:: Excerpted data
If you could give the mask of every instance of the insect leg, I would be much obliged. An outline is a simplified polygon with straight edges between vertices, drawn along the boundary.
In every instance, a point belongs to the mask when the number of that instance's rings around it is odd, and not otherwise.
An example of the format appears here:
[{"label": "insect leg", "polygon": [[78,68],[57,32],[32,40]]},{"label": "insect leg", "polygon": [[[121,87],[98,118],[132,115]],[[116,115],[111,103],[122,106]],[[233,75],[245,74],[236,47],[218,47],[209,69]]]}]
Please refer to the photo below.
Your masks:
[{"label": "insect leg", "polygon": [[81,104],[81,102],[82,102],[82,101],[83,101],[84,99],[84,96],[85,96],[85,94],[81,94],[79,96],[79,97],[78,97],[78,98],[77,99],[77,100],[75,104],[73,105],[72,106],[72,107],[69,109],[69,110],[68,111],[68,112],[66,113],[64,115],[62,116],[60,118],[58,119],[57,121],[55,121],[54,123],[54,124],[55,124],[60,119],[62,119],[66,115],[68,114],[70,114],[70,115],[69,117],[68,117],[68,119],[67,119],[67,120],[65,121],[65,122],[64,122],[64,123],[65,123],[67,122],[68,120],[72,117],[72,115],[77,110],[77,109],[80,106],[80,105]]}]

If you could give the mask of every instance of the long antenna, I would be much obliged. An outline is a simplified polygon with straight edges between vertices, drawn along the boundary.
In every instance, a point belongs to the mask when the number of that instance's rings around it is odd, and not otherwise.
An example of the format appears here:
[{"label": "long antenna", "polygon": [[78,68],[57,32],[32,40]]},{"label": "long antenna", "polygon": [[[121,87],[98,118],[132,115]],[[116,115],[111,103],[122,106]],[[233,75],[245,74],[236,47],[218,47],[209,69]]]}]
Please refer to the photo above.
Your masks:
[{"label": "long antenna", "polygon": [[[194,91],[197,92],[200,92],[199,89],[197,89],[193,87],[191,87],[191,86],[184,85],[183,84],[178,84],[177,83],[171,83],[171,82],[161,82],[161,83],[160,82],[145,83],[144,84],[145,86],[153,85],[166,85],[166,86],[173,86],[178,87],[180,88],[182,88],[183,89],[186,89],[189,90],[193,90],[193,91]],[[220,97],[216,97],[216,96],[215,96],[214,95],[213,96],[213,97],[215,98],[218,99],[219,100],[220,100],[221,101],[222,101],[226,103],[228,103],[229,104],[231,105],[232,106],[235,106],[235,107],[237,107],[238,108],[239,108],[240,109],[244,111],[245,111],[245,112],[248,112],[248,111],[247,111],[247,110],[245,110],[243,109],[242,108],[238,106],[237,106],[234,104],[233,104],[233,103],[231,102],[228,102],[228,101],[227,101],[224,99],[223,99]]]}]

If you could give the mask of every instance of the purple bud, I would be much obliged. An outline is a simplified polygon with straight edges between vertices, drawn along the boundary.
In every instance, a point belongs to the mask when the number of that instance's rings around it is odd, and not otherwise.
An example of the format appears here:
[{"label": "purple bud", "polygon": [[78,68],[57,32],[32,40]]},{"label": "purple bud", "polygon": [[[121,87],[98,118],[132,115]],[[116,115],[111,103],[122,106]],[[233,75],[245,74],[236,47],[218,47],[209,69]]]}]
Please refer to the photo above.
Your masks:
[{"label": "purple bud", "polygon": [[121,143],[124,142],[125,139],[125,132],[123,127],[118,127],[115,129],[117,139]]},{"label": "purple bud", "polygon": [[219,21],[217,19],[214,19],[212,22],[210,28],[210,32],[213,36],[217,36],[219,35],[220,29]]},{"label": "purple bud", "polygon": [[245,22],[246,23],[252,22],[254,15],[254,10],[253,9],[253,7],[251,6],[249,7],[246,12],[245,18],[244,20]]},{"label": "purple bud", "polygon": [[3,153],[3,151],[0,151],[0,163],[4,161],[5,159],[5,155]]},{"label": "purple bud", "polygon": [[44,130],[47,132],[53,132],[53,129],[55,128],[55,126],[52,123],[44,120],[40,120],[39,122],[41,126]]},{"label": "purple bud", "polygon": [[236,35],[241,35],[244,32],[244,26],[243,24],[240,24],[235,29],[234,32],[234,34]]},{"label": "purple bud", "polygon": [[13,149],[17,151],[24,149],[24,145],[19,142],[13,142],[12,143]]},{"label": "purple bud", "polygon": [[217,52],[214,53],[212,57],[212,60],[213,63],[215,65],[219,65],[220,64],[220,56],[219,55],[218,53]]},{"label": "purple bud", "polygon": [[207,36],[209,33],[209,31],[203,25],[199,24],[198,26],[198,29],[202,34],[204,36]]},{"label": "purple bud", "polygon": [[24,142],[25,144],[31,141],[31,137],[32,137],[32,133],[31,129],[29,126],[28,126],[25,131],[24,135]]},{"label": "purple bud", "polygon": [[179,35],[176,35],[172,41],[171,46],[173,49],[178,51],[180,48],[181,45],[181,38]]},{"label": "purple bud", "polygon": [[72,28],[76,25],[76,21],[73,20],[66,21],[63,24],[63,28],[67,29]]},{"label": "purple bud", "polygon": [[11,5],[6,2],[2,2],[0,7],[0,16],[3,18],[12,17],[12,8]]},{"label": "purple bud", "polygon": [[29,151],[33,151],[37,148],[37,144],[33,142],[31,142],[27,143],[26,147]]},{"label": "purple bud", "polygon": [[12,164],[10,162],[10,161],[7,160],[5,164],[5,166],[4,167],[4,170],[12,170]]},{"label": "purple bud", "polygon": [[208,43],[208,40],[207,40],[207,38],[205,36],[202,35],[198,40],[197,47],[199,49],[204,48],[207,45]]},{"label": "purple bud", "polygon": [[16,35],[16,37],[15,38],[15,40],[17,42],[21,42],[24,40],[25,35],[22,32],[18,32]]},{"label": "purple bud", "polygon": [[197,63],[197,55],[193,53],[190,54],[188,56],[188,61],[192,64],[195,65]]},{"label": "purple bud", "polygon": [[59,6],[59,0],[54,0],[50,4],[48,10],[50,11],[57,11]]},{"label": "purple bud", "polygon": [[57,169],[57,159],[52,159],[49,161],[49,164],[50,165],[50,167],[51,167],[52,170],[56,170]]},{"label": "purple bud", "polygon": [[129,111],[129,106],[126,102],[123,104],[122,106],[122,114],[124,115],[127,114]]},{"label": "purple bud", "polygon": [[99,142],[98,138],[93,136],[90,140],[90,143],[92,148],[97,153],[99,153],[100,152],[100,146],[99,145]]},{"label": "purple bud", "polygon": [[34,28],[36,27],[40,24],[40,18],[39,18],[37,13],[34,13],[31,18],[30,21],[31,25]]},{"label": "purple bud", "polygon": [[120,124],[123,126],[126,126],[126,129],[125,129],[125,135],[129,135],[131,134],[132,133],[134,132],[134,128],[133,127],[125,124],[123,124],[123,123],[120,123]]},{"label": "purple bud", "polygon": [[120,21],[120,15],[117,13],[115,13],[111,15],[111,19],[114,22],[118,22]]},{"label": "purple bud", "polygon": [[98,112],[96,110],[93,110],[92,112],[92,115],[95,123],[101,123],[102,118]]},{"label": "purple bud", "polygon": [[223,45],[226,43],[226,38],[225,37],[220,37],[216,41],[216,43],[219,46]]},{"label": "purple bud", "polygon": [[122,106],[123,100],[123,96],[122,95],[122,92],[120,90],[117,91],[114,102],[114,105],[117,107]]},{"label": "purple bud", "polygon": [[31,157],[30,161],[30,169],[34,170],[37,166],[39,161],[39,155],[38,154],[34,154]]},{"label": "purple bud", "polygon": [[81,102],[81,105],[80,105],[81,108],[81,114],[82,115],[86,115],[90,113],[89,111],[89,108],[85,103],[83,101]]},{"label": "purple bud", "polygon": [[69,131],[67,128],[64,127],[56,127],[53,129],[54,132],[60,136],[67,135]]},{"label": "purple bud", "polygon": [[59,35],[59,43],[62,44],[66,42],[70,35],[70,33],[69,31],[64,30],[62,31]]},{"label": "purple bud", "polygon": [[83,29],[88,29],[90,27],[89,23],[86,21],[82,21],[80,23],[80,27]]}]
::::
_What the task asks_
State how many lines of the records above contain the string "drawn", with case counting. Give only the number.

_Task answer_
3